What you need to do => One line at a time, check the entries below for the word "rough", and copy each line that has it.
BEGIN Material for the task
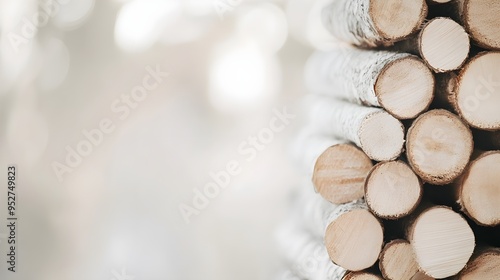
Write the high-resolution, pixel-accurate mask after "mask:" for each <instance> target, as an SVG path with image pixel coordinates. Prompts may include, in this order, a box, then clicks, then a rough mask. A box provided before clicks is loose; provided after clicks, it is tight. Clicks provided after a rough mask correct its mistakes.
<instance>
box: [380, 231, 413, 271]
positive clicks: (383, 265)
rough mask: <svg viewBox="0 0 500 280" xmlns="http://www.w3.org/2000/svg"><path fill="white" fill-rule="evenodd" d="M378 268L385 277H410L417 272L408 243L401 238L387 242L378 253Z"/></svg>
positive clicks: (411, 251)
mask: <svg viewBox="0 0 500 280" xmlns="http://www.w3.org/2000/svg"><path fill="white" fill-rule="evenodd" d="M379 268H380V271H381V272H382V276H384V278H385V279H388V280H400V279H411V278H412V277H413V276H414V275H415V274H416V273H417V272H418V264H417V262H416V261H415V258H414V257H413V249H412V247H411V245H410V243H409V242H408V241H406V240H403V239H396V240H393V241H391V242H389V243H387V244H386V245H385V246H384V249H383V250H382V252H381V253H380V261H379Z"/></svg>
END Material for the task
Solution for this problem =>
Write the high-resolution, pixel-accurate mask after "mask:" for each <instance> target, as an SVG path with image pixel coordinates. Prompts may include, in this order, a box, then clicks, then a rough mask. A box provided before clicks is loose; provided after clicks, it is tight. Clicks provided after a rough mask correct its mistakes.
rough mask: <svg viewBox="0 0 500 280" xmlns="http://www.w3.org/2000/svg"><path fill="white" fill-rule="evenodd" d="M378 268L385 277H410L417 272L408 243L401 238L387 242L378 253Z"/></svg>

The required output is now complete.